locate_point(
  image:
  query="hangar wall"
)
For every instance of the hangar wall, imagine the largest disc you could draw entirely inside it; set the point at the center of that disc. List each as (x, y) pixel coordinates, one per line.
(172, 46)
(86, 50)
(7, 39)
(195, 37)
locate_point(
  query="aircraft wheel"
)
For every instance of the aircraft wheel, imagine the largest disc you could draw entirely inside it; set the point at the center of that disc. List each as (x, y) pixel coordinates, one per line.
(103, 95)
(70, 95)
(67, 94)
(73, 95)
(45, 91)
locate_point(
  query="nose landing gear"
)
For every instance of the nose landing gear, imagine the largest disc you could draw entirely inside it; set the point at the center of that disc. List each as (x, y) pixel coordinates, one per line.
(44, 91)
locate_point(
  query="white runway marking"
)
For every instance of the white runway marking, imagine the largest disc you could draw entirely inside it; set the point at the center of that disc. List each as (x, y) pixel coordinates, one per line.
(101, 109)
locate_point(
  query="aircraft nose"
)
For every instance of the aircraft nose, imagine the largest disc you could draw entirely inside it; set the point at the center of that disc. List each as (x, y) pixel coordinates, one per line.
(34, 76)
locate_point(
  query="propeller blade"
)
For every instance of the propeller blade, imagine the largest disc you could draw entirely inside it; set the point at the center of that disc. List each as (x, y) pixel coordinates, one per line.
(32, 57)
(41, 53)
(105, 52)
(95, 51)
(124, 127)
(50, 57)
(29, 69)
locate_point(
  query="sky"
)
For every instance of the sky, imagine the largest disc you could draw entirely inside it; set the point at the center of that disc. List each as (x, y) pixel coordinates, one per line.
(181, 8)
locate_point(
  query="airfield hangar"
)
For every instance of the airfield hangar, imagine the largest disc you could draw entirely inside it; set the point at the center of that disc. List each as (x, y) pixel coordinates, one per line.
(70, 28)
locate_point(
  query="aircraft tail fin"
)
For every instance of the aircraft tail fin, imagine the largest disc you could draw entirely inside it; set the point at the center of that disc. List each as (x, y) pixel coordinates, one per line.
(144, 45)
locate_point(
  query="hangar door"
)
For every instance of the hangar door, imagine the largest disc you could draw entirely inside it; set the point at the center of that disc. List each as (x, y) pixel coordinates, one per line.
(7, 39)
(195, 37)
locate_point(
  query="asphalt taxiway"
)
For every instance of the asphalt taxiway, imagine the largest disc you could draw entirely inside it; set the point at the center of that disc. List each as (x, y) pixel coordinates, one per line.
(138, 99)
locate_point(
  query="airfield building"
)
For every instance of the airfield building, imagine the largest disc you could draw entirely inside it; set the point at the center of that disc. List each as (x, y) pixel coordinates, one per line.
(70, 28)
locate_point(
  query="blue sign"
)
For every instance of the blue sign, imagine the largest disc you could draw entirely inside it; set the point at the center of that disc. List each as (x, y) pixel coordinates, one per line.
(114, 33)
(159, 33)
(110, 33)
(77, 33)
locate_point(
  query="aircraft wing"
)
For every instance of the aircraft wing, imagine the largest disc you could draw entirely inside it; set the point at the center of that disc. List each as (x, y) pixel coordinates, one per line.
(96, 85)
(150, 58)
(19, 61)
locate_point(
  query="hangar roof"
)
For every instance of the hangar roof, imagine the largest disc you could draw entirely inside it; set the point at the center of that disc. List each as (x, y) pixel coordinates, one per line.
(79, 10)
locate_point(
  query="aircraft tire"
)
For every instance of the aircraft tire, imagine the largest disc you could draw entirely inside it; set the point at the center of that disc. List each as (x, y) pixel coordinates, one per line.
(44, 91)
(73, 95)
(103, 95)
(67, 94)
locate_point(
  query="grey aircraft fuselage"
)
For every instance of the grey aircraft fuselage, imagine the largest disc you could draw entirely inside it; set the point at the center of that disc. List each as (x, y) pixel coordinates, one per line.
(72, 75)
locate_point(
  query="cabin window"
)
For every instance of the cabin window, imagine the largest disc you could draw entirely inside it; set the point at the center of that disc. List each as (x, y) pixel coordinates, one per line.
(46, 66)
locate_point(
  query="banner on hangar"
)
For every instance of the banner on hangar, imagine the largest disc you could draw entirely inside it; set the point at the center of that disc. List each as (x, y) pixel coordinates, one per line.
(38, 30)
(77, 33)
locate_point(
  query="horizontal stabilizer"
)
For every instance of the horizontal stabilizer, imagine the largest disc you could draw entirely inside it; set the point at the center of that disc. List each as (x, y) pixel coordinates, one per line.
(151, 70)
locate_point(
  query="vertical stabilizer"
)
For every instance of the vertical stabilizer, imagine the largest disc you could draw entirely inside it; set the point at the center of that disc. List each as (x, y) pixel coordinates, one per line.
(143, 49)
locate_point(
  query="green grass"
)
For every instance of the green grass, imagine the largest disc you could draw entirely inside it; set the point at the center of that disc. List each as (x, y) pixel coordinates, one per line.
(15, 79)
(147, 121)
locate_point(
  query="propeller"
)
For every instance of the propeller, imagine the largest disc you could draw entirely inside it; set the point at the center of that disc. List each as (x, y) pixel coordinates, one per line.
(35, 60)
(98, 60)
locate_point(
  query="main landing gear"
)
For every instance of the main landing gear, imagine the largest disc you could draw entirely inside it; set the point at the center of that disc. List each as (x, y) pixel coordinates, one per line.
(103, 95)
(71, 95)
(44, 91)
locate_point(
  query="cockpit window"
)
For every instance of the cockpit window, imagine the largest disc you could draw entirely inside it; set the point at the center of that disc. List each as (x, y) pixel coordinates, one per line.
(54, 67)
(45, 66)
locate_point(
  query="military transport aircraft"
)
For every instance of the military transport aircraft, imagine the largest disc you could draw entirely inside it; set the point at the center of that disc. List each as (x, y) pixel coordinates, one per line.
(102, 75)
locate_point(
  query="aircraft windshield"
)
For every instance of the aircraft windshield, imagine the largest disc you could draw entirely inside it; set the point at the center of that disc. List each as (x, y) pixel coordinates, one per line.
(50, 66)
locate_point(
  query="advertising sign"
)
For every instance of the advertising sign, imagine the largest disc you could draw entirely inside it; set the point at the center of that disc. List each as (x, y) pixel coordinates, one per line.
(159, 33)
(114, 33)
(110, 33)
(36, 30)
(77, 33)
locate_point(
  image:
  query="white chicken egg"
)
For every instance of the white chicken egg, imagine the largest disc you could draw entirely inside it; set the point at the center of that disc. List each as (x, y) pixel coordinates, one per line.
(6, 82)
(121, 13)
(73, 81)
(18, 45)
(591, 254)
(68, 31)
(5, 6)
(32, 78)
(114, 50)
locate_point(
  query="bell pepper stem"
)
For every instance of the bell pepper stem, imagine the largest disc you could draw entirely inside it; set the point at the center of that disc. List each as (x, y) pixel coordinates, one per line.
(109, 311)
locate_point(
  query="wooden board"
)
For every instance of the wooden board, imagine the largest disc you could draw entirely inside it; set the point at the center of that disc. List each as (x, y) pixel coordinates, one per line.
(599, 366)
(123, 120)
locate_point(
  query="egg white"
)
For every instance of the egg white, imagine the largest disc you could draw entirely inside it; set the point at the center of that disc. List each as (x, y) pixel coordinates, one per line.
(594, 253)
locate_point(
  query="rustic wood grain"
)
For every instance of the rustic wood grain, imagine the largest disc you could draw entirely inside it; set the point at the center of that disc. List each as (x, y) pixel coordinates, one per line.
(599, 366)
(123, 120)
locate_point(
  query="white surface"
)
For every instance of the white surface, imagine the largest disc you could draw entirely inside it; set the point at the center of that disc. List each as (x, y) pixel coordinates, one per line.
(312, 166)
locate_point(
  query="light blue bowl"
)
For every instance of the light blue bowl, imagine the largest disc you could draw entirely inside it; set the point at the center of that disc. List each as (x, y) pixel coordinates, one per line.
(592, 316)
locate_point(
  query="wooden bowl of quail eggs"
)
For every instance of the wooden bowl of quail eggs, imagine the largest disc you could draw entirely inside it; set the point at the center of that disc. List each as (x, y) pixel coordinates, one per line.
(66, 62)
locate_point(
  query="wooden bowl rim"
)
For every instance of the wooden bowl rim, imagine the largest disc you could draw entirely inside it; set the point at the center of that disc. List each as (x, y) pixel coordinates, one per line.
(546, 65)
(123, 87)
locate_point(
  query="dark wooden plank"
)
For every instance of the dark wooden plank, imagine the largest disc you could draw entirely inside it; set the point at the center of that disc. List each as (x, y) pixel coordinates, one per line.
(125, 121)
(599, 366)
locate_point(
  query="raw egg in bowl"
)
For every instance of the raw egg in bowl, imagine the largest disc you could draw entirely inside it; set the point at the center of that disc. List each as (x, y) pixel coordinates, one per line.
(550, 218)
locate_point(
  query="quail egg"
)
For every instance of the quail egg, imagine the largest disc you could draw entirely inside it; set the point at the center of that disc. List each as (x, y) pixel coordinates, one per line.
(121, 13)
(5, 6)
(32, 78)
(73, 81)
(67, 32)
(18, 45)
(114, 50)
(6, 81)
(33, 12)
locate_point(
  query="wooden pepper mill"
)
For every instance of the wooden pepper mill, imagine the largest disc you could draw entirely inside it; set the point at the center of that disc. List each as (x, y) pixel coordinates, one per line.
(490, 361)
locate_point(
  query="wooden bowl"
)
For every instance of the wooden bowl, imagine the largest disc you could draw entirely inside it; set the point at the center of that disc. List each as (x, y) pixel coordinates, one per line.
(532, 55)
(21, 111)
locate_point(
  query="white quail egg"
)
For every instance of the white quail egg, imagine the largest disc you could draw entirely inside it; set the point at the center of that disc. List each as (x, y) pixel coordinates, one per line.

---

DIRECTIVE: Locate every line in the data above that contains the word "grain", and copy each of those lines in full. Treat uppercase and lowercase letters as different.

EXPECTED OUTPUT:
  query="rustic wood grain"
For every instance of the rustic wood grain, imagine the largest disc you could draw entirely inside it; set the point at the center of that disc. List each as (x, y) pixel coordinates, one per line.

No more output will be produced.